### [Input for this task]

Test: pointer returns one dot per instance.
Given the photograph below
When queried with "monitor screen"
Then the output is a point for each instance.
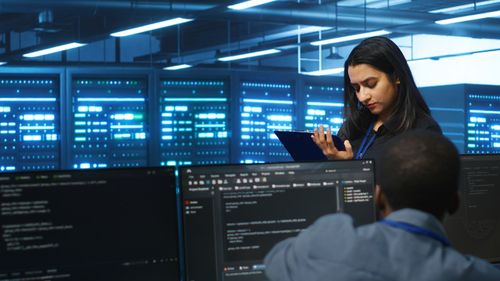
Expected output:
(234, 214)
(475, 228)
(108, 224)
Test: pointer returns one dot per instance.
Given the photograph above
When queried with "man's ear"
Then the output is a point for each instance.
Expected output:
(379, 202)
(454, 203)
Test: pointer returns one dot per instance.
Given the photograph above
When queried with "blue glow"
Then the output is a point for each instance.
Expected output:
(112, 99)
(196, 99)
(36, 127)
(484, 111)
(333, 104)
(127, 126)
(210, 125)
(278, 127)
(206, 135)
(316, 112)
(32, 138)
(285, 118)
(268, 101)
(28, 99)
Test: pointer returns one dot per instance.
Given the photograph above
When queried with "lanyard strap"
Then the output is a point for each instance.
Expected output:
(417, 230)
(365, 143)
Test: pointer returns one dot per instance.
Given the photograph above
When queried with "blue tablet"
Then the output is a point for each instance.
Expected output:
(301, 146)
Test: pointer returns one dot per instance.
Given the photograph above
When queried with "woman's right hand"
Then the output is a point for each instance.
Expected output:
(325, 143)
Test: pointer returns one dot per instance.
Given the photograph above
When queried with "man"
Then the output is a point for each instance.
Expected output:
(417, 186)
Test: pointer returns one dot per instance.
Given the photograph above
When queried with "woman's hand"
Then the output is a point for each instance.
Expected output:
(325, 143)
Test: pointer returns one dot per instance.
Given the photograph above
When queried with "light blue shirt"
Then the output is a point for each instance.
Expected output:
(333, 249)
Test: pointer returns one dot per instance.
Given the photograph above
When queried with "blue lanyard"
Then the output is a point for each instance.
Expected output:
(365, 143)
(417, 230)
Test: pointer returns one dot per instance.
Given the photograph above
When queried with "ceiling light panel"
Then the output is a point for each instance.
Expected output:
(149, 27)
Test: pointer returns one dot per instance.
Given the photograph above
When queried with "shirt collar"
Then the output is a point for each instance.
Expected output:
(418, 218)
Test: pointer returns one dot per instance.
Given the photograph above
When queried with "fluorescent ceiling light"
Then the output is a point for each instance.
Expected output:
(150, 27)
(385, 3)
(177, 67)
(250, 55)
(249, 4)
(464, 7)
(350, 37)
(54, 50)
(323, 72)
(469, 18)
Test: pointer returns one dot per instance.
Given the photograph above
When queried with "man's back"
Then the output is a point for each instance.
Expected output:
(332, 249)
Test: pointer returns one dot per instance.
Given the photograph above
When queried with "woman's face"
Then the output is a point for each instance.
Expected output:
(373, 89)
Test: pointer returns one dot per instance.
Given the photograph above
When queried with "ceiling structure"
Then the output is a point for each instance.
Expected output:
(216, 30)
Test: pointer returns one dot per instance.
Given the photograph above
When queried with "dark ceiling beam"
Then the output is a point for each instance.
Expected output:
(29, 6)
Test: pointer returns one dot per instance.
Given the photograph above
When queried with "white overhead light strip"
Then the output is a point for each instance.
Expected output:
(385, 3)
(469, 18)
(249, 4)
(464, 7)
(177, 67)
(350, 37)
(323, 72)
(150, 27)
(54, 50)
(250, 55)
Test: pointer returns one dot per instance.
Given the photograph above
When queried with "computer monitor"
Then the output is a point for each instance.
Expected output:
(234, 214)
(475, 228)
(108, 224)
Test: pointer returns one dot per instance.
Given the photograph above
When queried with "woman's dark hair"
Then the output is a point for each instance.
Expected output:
(384, 55)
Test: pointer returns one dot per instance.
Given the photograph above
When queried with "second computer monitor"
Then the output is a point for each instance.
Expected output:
(475, 228)
(234, 214)
(105, 224)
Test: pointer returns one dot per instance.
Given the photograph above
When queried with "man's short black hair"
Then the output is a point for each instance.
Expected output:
(419, 170)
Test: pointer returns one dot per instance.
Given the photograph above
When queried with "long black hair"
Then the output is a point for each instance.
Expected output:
(384, 55)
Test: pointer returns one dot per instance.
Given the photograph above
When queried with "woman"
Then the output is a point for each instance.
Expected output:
(381, 100)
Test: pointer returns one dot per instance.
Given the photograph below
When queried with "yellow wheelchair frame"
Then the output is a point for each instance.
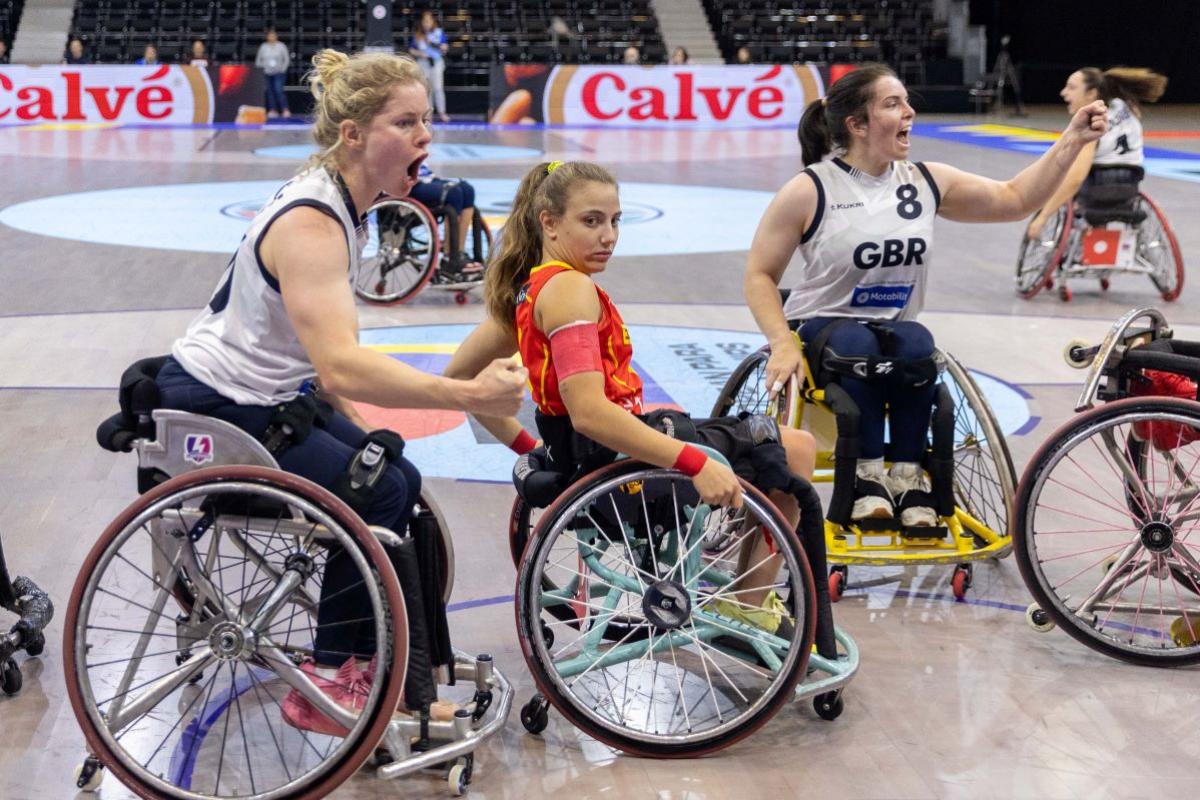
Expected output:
(979, 528)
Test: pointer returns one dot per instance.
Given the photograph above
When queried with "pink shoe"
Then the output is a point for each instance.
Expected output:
(349, 689)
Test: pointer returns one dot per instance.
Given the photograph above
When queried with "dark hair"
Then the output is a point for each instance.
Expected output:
(823, 124)
(546, 187)
(1134, 85)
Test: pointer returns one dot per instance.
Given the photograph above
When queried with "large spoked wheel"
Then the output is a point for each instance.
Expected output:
(203, 699)
(401, 253)
(1105, 531)
(1158, 250)
(726, 635)
(745, 390)
(1041, 256)
(984, 477)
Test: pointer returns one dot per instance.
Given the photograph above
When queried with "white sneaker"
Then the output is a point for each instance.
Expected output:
(874, 499)
(905, 477)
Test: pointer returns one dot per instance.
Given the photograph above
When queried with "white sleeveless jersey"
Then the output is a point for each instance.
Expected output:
(243, 344)
(867, 252)
(1121, 144)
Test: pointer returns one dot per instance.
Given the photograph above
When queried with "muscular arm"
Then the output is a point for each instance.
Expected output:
(306, 251)
(569, 298)
(486, 343)
(785, 221)
(973, 198)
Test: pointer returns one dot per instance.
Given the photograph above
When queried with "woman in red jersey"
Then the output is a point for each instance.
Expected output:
(543, 301)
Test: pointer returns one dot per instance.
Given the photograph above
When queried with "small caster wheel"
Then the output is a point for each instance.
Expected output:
(837, 585)
(828, 705)
(89, 775)
(535, 714)
(960, 582)
(459, 780)
(1075, 354)
(12, 679)
(1038, 619)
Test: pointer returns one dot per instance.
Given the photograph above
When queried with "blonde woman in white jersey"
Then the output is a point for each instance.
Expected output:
(1123, 90)
(283, 319)
(862, 221)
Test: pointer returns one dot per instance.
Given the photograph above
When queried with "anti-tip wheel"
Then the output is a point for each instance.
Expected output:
(89, 776)
(828, 705)
(1038, 619)
(1075, 354)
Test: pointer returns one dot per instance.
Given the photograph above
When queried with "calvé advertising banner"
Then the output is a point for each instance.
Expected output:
(126, 95)
(684, 96)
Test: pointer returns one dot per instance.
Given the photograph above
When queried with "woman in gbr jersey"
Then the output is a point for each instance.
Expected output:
(543, 301)
(283, 317)
(863, 222)
(1123, 90)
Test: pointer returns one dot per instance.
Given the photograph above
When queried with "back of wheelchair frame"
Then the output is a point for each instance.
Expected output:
(405, 252)
(196, 608)
(627, 595)
(967, 459)
(1109, 228)
(1108, 507)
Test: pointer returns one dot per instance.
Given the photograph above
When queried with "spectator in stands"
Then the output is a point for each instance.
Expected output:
(199, 54)
(274, 59)
(149, 56)
(429, 47)
(75, 53)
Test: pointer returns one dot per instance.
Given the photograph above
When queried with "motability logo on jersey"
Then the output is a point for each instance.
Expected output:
(882, 296)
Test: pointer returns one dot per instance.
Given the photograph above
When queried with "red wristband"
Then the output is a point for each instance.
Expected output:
(690, 461)
(523, 443)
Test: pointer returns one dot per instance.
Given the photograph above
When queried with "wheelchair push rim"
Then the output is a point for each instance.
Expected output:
(1105, 531)
(1041, 257)
(677, 692)
(397, 270)
(142, 717)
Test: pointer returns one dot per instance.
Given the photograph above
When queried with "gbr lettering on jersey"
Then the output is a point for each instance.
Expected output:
(867, 252)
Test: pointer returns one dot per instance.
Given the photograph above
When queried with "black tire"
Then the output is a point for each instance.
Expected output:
(573, 699)
(1077, 475)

### [Directive]
Retype the listing exactly. Pictures do not belong in the copy.

### [Answer to the problem]
Test: pointer returns one dot per instance.
Given the photograph below
When queried with "monitor screen"
Then the output is a point for each instance.
Expected output:
(234, 214)
(475, 228)
(108, 224)
Test: pointer returns one dot per instance.
Given the photograph above
When queried with "man's ear"
Then the output is a point for each instance.
Expected output:
(379, 202)
(454, 203)
Test: pointer returns one dot per instance.
Given the photograph above
When queried with "blue glow"
Then the output is a point for each instance.
Expected output:
(112, 99)
(196, 99)
(36, 127)
(484, 111)
(333, 104)
(127, 126)
(210, 125)
(278, 127)
(206, 135)
(316, 112)
(32, 138)
(285, 118)
(268, 101)
(28, 99)
Test: pointer returns one dot per instance.
Given the photograph above
When queried with "lanyard strap"
Then the output is a point for each instance.
Expected output:
(417, 230)
(365, 143)
Test: pointer returns one dot per instance.
Given the photograph above
When queried with "blue tablet"
Then the output is a point for each instance.
Expected output:
(301, 146)
Test: pointer returns one dot per instance.
Given the photograph above
When queried with "woman's right hand"
Then the output is a point for each instance.
Expected output:
(325, 143)
Test: pointer returns one dot per instance.
Given the photograph above
When queried with "man"
Then the output is a point for each instance.
Expected output:
(417, 186)
Test: pointer returns one dot per instance.
Given the photograph above
When queried with "woman's hand"
Then the output is a point for each instance.
Expected output:
(325, 143)
Test: pointer returns one dot per instance.
Given the photograph above
When queried with "light blue shirt"
Then the output is a point for each instance.
Expected output:
(333, 249)
Test: pointer returns one dot per instance.
Given the photograph above
When queried with "blue lanyard"
Then the output is a point for each instance.
Expected output:
(365, 143)
(417, 230)
Test: pointer returns one dot per instance.
Given the photograph above
When queried with "ceiling light panel"
Then the output is a point for each instance.
Expected output:
(149, 27)
Test: pointer returns one dot per instance.
Given the photograph above
When queried with "shirt collar"
Then the output is a point for each instance.
Expected output:
(418, 218)
Test: pointer returns one dot per instance.
Given the photograph above
When queried with "fluorescent ceiling light"
Then the output is a point for each instance.
Expected output:
(150, 27)
(385, 3)
(177, 67)
(250, 55)
(249, 4)
(464, 7)
(350, 37)
(54, 50)
(323, 72)
(469, 18)
Test: pointer returns one dot per instance.
Given the photograph above
When queried with "man's back"
Then the output is a point for each instance.
Expected output:
(332, 249)
Test: pointer returns one dot per instance.
Given the photograph above
When queried with "woman's face"
Then the output is a point for each instance.
Expected output:
(373, 89)
Test: pointer returns one dot per instance.
Given the photograph above
When queried with "ceiling structure"
Then the output is a point for each instance.
Expected output:
(216, 30)
Test: pointer returns one dot per instance.
Given the photograph above
When queried with "dark ceiling beam"
Then the output is a point for each instance.
Expected output:
(29, 6)
Test: pointer returns one dot per instance.
Given the photograph above
When queried with "white overhead light strip"
Then the output is a point for each instance.
Expected output:
(385, 3)
(469, 18)
(249, 4)
(464, 7)
(177, 67)
(350, 37)
(323, 72)
(150, 27)
(54, 50)
(250, 55)
Test: pointer returns one dot per instance.
Given the photograph above
When queried with "computer monitor"
Then the output is a point for each instance.
Expected output:
(234, 214)
(475, 228)
(108, 224)
Test: pointer returns one dot per instance.
Given the photograph above
When queried with "woman's dark hair"
Then the output is a point for each instance.
Expected output:
(384, 55)
Test: pointer returns one dot per instance.
Given the photograph above
When queried with "second computer monitor"
Then the output is a point for each instance.
Expected output:
(475, 228)
(234, 214)
(105, 224)
Test: pointer returns one dot per instance.
Given the photograph above
When queried with "man's short black hair"
Then the output is a point for each instance.
Expected output:
(419, 170)
Test: pointer returns one dot per instance.
Given the photograph above
When queried with "long black hair"
Then the output is a point for each instance.
Expected output:
(384, 55)
Test: pointer returns one dot per instance.
Given the photograph above
When queried with "woman"
Then the output is a point for each instance.
Expected output:
(381, 100)
Test: pointer returns one dot per instance.
Given the photograph below
When queried with "yellow wheelchair frame"
Then the output is a point for each instance.
Expected output:
(979, 528)
Test: pointer returns one dot per instance.
Given the photograph above
When queried with "pink shoe"
Then the output is a point for each instance.
Expected output:
(349, 689)
Test: pointer returns one dot per instance.
Given the photograph above
When queried with "dark hair"
Then the output is a point for each instance.
Expected output:
(823, 124)
(546, 187)
(1134, 85)
Test: pointer returns one dot per instance.
Given the photograph above
When queried with "large spoked wheel"
Then the output is a point for each instance.
Expected output:
(203, 699)
(401, 253)
(1105, 531)
(1158, 250)
(726, 635)
(745, 390)
(1041, 256)
(984, 477)
Test: pointer returns one dot per instance.
Given the photograph above
When queried with "white sneaker"
Then the output is a point for each instance.
Expected output:
(874, 499)
(905, 477)
Test: pointer returns one dot per instance.
Given the photograph above
When queried with "white sleeveless jersey"
Then the output is a point for each instance.
Expected output:
(243, 344)
(867, 252)
(1121, 144)
Test: pointer returns one dot per instance.
Given the photograph above
When queried with "muscular arm"
Then the output is a point for each instance.
Expected output:
(306, 251)
(569, 298)
(486, 343)
(785, 221)
(973, 198)
Test: pointer returns one dot per instance.
Given the photograph above
When queried with "woman in red jersey"
Then the output is a point for each instance.
Expected output:
(543, 301)
Test: pointer returns one dot per instance.
Given the photograph above
When queried with "small caster wheel"
Then the output is a point for each instance.
Expected output:
(837, 585)
(828, 705)
(89, 775)
(535, 714)
(960, 582)
(459, 780)
(1075, 354)
(12, 679)
(1038, 619)
Test: pointer returns one dot per instance.
Given the photograph above
When queried with "blonde woman in white jersey"
Then the output is a point for each instance.
Expected output:
(1123, 90)
(283, 319)
(862, 221)
Test: pointer returns one dot per instance.
Given the photograph above
When queried with "anti-tip wheel"
Then the output is a point for each instance.
Expected output:
(89, 776)
(828, 705)
(1038, 619)
(1075, 354)
Test: pointer returns one dot per instance.
Given the photograph above
When queried with "calvé advertising banner"
Then the output is a point for each instance.
Expected output:
(126, 95)
(684, 96)
Test: pointer returns one dot per instance.
Given the photograph above
When queried with "woman in gbr jersey"
Then the output is a point for each instance.
Expected output:
(543, 301)
(283, 317)
(863, 222)
(1123, 90)
Test: pointer returns one dot per instance.
Given the photograph above
When queried with "back of wheelchair frame"
Then the output is a point for each instance.
Expected output:
(405, 252)
(196, 608)
(627, 595)
(967, 459)
(1109, 228)
(1108, 507)
Test: pointer returns one dot per instance.
Given the photograph above
When queried with "spectator in stands"
Then the output is a point for each instance.
Expected output:
(199, 54)
(274, 59)
(149, 56)
(429, 47)
(75, 53)
Test: pointer returns one dot per instance.
Given the photograph above
When queried with "motability logo on jersey"
Then the output is a point for each instance.
Expected output:
(882, 296)
Test: pointer returns one dot per instance.
Given the photograph above
When queried with "red wristband"
Then the output is a point for each instance.
Expected output:
(690, 461)
(523, 443)
Test: pointer returns one dot per instance.
Given the photograph above
When queried with "wheelchair push rim"
Then the output is a point for each instance.
Expected output:
(1105, 531)
(1041, 257)
(677, 692)
(397, 270)
(142, 717)
Test: pointer returns one dot per instance.
Given the photograph above
When queried with "gbr lettering on jersey"
Then the output is a point for each instance.
Expected output:
(867, 252)
Test: pointer returns one dot per instance.
Given the photograph above
When queried with "black tire"
Then the output is a point for each instance.
Expected output:
(573, 699)
(1077, 475)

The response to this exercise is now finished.